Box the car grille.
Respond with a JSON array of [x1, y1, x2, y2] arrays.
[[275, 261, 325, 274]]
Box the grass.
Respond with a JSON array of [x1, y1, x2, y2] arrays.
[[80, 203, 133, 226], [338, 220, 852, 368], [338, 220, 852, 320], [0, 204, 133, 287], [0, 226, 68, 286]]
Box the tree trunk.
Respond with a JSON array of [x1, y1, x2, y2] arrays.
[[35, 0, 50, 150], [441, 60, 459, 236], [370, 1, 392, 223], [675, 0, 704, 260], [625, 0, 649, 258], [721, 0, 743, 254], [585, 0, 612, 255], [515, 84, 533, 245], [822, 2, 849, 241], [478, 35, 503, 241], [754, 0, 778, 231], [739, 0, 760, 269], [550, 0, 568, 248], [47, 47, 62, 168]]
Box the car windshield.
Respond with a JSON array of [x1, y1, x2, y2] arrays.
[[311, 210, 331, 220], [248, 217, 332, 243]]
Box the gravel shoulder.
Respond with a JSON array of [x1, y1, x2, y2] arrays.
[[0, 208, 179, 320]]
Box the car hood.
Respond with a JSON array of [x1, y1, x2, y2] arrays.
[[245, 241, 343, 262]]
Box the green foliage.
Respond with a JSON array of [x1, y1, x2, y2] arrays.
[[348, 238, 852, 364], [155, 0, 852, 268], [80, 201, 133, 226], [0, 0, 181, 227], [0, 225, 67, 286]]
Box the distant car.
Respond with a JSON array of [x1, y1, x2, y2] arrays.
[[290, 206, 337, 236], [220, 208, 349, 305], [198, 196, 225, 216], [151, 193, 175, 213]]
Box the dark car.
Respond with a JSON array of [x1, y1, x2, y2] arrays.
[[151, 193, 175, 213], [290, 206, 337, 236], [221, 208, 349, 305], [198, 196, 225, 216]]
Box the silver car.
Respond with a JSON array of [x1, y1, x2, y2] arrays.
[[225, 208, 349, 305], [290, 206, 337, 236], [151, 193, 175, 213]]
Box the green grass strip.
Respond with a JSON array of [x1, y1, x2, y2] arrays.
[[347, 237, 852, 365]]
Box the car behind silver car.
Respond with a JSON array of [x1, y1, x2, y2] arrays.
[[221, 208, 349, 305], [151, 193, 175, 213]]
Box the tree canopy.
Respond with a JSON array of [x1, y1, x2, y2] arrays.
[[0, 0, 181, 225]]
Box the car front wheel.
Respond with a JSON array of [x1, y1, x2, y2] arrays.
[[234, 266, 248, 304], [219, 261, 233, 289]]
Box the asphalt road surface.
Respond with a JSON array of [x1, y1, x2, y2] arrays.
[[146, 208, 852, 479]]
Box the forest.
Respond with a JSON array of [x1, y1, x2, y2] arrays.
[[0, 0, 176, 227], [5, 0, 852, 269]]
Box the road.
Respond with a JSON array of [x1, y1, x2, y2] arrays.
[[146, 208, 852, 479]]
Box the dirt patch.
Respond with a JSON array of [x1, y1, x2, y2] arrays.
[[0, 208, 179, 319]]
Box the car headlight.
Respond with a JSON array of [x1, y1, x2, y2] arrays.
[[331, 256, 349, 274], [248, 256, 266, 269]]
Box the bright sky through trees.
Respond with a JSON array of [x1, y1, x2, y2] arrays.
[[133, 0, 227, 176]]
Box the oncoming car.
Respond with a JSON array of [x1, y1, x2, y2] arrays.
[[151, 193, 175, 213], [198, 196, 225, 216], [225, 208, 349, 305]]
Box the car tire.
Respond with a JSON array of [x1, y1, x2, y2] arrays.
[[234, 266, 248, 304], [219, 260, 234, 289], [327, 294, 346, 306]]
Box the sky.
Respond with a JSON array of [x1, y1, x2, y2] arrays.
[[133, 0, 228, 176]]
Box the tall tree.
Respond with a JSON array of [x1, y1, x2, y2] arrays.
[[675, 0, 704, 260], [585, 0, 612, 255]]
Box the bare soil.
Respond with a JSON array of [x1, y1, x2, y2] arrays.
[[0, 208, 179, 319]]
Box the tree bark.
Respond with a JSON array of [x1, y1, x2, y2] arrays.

EXERCISE DIRECTIONS:
Put the portion of the listing that begins with the line containing "Box the tall tree." and runs through the end of the listing, both ends included, into a Markdown table with the columns Row and Line. Number each row and leave out blank lines.

TASK RESPONSE:
| Row | Line |
|---|---|
| 1 | Box the tall tree. |
| 2 | Respond with a JSON array of [x1, y1, x2, y2] arrays. |
| 3 | [[675, 0, 704, 260], [585, 0, 612, 255]] |
| 4 | Box the bare soil. |
| 5 | Respond with a JSON array of [x1, y1, x2, y2] arrays. |
| 6 | [[0, 208, 179, 319]] |
| 7 | Box the tree bark. |
| 8 | Respond with a JSON array of [x1, y1, x2, y2] arrays. |